## [Task details]
Type out the data exactly as given. Skip any image.

## [Data entries]
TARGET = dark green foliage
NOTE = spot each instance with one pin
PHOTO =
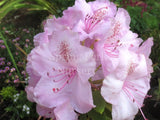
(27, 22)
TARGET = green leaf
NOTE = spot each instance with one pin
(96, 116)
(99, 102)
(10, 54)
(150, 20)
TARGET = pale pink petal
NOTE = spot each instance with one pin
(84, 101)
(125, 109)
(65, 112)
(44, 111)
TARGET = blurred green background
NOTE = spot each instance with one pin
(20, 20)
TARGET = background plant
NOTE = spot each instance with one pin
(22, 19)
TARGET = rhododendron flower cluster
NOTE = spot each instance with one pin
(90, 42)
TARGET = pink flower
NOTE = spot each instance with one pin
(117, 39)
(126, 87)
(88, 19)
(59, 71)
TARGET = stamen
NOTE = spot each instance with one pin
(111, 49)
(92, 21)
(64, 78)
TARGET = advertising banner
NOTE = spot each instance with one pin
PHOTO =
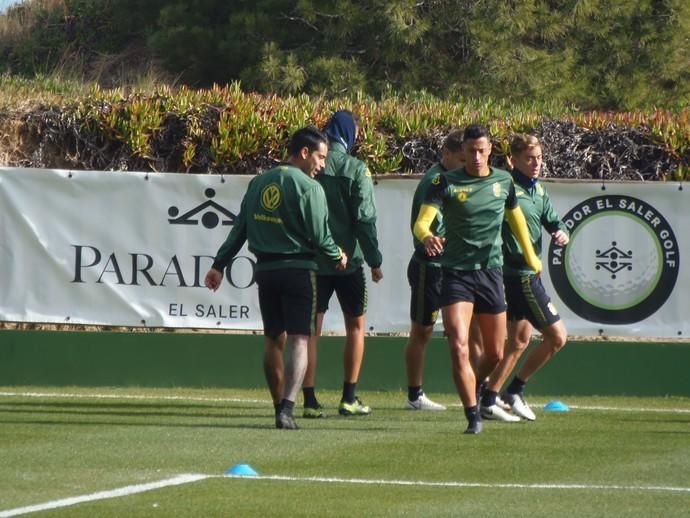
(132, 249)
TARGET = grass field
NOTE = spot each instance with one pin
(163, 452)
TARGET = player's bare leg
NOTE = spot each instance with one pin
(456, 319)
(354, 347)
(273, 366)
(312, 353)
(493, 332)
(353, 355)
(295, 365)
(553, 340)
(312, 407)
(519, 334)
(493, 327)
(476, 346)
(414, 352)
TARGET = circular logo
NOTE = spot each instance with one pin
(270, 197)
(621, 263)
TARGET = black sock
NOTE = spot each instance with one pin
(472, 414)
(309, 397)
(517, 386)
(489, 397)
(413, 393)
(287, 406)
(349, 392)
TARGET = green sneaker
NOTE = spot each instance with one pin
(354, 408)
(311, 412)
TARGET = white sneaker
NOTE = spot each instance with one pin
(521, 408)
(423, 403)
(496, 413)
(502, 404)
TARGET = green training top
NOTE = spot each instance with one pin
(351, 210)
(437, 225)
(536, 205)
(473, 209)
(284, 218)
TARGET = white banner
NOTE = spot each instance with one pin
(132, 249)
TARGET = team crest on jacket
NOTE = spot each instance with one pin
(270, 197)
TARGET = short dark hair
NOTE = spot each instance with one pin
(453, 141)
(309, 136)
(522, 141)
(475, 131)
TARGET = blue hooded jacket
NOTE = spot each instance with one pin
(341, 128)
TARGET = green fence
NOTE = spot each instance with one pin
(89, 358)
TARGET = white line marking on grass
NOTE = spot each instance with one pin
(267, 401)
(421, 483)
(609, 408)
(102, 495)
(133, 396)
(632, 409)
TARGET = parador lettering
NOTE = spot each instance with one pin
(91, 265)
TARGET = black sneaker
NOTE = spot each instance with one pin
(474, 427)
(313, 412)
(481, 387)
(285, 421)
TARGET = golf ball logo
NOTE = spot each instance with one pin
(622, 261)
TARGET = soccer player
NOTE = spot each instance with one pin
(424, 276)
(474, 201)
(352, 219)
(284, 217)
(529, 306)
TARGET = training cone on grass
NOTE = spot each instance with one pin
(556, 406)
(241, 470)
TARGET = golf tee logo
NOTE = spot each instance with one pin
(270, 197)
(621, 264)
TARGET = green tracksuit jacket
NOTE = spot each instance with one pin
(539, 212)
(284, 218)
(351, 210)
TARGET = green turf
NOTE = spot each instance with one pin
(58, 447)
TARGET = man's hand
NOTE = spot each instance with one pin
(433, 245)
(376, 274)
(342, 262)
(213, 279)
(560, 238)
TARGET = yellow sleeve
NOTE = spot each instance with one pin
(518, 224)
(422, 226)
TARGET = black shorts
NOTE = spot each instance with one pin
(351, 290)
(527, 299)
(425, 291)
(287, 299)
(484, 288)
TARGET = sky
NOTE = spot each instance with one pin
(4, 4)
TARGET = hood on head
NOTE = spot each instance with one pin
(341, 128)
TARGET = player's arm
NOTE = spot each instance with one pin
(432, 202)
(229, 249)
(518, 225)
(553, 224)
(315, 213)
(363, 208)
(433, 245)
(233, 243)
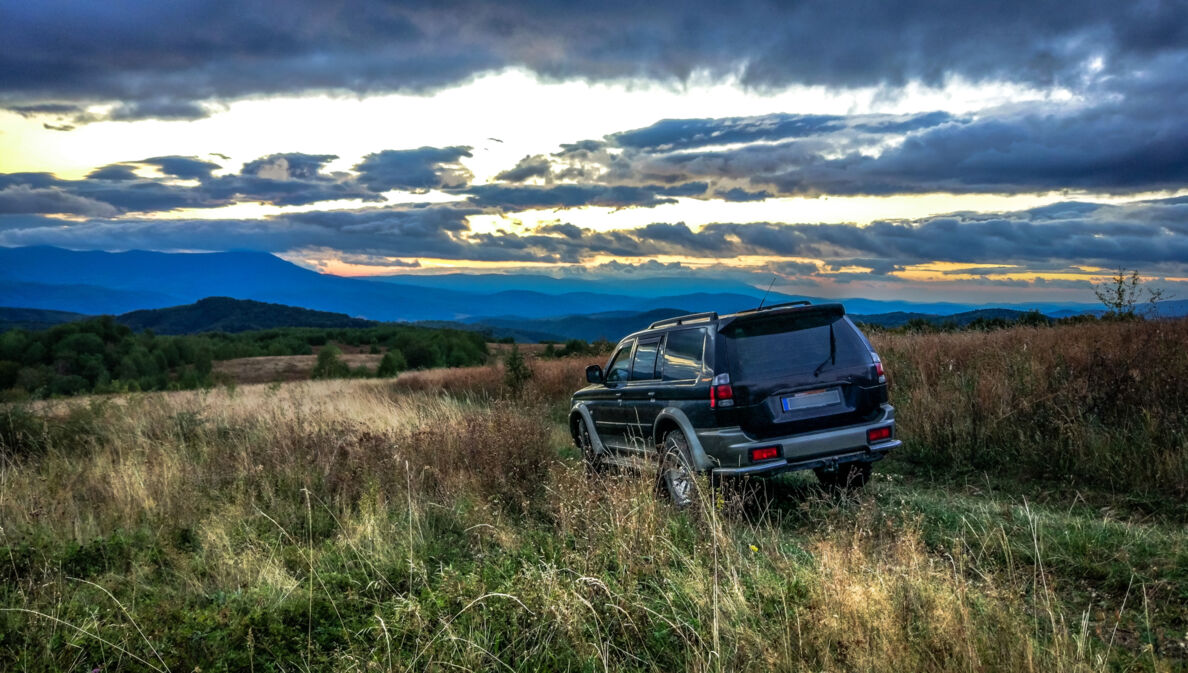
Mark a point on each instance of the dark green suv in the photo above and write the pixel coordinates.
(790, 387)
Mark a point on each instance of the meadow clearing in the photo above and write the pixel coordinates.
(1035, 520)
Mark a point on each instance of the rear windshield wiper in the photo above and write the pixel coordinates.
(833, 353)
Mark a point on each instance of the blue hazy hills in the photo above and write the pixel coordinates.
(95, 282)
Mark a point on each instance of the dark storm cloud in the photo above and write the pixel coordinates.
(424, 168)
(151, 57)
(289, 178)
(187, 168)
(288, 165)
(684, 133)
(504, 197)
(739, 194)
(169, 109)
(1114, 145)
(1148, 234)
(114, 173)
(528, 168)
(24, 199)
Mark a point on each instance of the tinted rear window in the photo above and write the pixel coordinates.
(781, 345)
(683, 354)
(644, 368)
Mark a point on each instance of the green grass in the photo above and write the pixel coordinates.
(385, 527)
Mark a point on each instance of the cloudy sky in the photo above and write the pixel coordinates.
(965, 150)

## [Solution for this problem]
TARGET = dark green foliage
NOTE = spot each instance with one pin
PHOTO =
(27, 22)
TARGET = green leaf
NOTE = spot each instance with one pin
(96, 116)
(99, 102)
(10, 54)
(150, 20)
TARGET = pale pink petal
NOTE = spot each instance with one pin
(84, 101)
(125, 109)
(65, 112)
(44, 111)
TARGET = blurred green background
NOTE = spot each instance with one pin
(20, 20)
TARGET = background plant
NOTE = spot each instance with one pin
(22, 19)
TARGET = rhododendron flower cluster
NOTE = spot each instance with one pin
(90, 42)
TARGET = pink flower
NOTE = spot each instance with one pin
(117, 39)
(126, 87)
(88, 19)
(59, 71)
TARGET = stamen
NOTE = spot each instance with one pin
(111, 49)
(92, 21)
(64, 78)
TARGET = advertising banner
NOTE = spot each instance with one pin
PHOTO =
(132, 249)
TARGET = grass field
NOTE = spot each instance with one pin
(163, 452)
TARGET = player's bare leg
NOTE = spot each instance with one pin
(456, 319)
(354, 347)
(273, 366)
(312, 353)
(493, 332)
(353, 355)
(295, 365)
(553, 340)
(312, 407)
(519, 334)
(493, 327)
(476, 346)
(414, 352)
TARGET = circular logo
NOTE = spot each instance with one pin
(270, 197)
(621, 263)
TARGET = black sock
NOTE = spot each instance with one pin
(472, 414)
(309, 397)
(517, 386)
(489, 397)
(413, 393)
(287, 406)
(349, 392)
TARGET = green sneaker
NOTE = spot each instance with one pin
(354, 408)
(311, 412)
TARGET = white sneaker
NOTE = spot each instance with one pin
(521, 408)
(423, 403)
(496, 413)
(502, 404)
TARGET = green training top
NOTE = spot each instance with one pin
(351, 210)
(437, 225)
(536, 205)
(473, 209)
(284, 218)
TARGET = white banner
NOTE = spot each instance with one pin
(132, 249)
TARGET = team crest on jacket
NOTE = spot each instance with one pin
(270, 197)
TARGET = short dark hair
NOTE = spot each instance with one pin
(453, 141)
(309, 136)
(522, 141)
(475, 131)
TARGET = blue hooded jacket
NOTE = spot each instance with one pin
(341, 128)
TARGET = green fence
NOTE = spot each instance with one pin
(89, 358)
TARGET = white line marking on grass
NOTE = spot each instance with one pin
(267, 401)
(421, 483)
(609, 408)
(102, 495)
(133, 396)
(632, 409)
TARGET = parador lettering
NOTE = spot each instance with one pin
(91, 265)
TARGET = black sneaker
NOTE = spot each instance with one pin
(474, 427)
(313, 412)
(481, 387)
(285, 421)
TARGET = golf ball logo
NOTE = spot each instance with one pin
(622, 261)
TARGET = soccer player
NOTE = spot each instance with one pin
(424, 276)
(474, 201)
(352, 219)
(284, 217)
(529, 306)
TARGET = training cone on grass
NOTE = spot each instance with one pin
(556, 406)
(241, 470)
TARGET = golf tee logo
NOTE = spot each instance with one pin
(270, 197)
(621, 264)
TARGET = green tracksuit jacket
NOTE = spot each instance with one pin
(539, 212)
(284, 218)
(351, 210)
TARGET = green turf
NOTE = spot each instance with one pin
(58, 447)
TARGET = man's hand
NOTE = spot each instance with one pin
(433, 245)
(376, 274)
(342, 262)
(213, 279)
(560, 238)
TARGET = yellow sleeve
NOTE = spot each instance with one pin
(518, 224)
(422, 226)
TARGET = black shorts
NOTE = spot each instance with one pin
(351, 290)
(527, 299)
(425, 291)
(287, 299)
(484, 288)
TARGET = sky
NOTE = spot each instance with one pin
(4, 4)
TARGET = hood on head
NOTE = spot each instance with one pin
(341, 128)
TARGET = player's arm
NOTE = spot each instance with one pin
(432, 202)
(229, 249)
(518, 225)
(553, 224)
(315, 213)
(363, 208)
(433, 245)
(233, 243)
Mark a point on each instance of the dark green suv in the photo above and write the pixel coordinates.
(790, 387)
Mark a point on each instance of the meadow clearing in the photo above and write the pixel coordinates.
(1035, 520)
Mark a point on each instance of the rear windshield wiper in the photo above and write the pixel coordinates.
(833, 353)
Mark a point on each instance of the blue hazy hills in the photo above and write the pixel coordinates.
(95, 282)
Mark a point on each instance of the dark storm cloud in the photo above and write the pixel coordinates.
(424, 168)
(151, 57)
(289, 178)
(187, 168)
(288, 165)
(684, 133)
(504, 197)
(739, 194)
(169, 109)
(1114, 145)
(1148, 234)
(114, 173)
(528, 168)
(24, 199)
Mark a point on each instance of the tinted rear window in the photo above and write the pixel coordinates.
(781, 345)
(683, 354)
(644, 368)
Mark a point on each instance of the green grass in the photo above and write the pixel coordinates.
(385, 527)
Mark a point on each instance of the cloudy sky in the photo above and write the pixel coordinates.
(965, 150)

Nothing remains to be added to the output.